» TUGAS ANDA
Jawab tiga pertanyaan berikut berdasarkan teks tentang kenaikan iuran BPJS Kesehatan.
1. Apa dua jalan penyelesaian kekurangan dana JKN menurut Hasbullah Thabrany?
2. Pada hari dan tanggal berapa Hasbullah Thabrany dihubungi SINDOnews?
3. Berapa iuran baru peserta mandiri Kelas II?

» BAGIAN DOKUMEN
++++++++++

Kenaikan Iuran BPJS Kesehatan Seharusnya Bertahap
JAKARTA – Ahli kesehatan masyarakat Hasbullah Thabrany mengungkapkan Jaminan Kesehatan Nasional (JKN) sejak awal menderita kekurangan dana. Masalah itu, menurutnya, hanya punya dua jalan penyelesaian, yakni menaikkan iuran dan pemerintah memberikan hibah ke BPJS Kesehatan.
“Salah satu sumbernya harus dinaikkan iurannya, enggak ada pilihan lain,” ucapnya saat dihubungi SINDOnews, Kamis (14/5/2020).
Lewat Peraturan Presiden (Perpres) Nomor 64 Tahun 2020 Tentang Perubahan Kedua atas Perpres Nomor 82 Tahun 2018 Tentang Jaminan Kesehatan, pemerintah menaikkan iuran peserta mandiri kelas I dan Kelas II. Untuk Kelas I Rp150.000 dan Kelas II Rp100.000. Nilai itu hanya berselisih Rp10.000 dari kenaikan iuran pada awal tahun.

++++++++++

» INFORMASI TERSEDIA
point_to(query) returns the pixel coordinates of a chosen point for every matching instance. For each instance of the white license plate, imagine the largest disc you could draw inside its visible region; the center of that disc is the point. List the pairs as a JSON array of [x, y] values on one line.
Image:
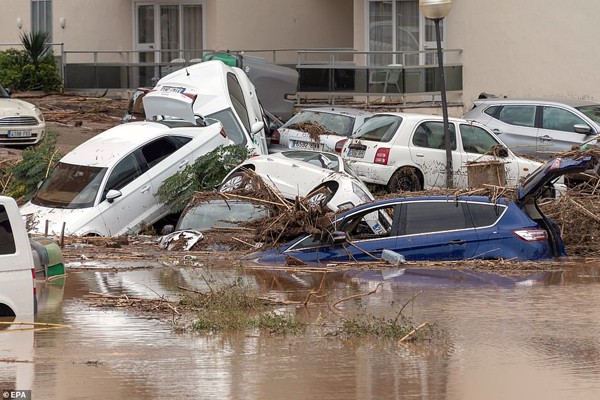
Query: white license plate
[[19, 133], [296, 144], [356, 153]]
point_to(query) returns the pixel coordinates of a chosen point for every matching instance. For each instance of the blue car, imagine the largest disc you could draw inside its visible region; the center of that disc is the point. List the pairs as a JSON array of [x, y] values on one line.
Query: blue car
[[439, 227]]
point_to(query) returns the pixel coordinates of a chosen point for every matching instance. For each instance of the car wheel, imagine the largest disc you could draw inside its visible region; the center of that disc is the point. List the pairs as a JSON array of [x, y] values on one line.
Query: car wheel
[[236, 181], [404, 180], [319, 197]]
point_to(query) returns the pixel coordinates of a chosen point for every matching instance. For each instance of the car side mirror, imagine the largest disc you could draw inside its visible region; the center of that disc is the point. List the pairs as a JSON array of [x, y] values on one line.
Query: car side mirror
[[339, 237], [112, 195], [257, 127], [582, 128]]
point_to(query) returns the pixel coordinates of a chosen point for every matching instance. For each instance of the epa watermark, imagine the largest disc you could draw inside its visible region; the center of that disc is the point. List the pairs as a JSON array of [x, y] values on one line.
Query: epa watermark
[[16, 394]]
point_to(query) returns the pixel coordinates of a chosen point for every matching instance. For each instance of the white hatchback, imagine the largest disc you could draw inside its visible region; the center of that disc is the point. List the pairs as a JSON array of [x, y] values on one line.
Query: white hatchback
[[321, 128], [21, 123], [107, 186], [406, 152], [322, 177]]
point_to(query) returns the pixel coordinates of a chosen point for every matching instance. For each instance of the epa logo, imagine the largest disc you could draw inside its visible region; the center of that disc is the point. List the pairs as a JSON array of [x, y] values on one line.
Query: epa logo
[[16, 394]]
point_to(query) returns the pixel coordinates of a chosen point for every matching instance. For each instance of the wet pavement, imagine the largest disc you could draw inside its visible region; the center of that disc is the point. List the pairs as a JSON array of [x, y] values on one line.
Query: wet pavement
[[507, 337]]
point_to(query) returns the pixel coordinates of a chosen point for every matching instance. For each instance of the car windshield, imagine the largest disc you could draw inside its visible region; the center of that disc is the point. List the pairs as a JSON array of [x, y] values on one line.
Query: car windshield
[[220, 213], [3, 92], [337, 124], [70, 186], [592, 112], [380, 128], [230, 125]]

++++++++++

» JAWABAN LATIHAN
1. Menaikkan iuran dan pemerintah memberikan hibah ke BPJS Kesehatan.
2. Kamis, 14/5/2020.
3. Rp100.000.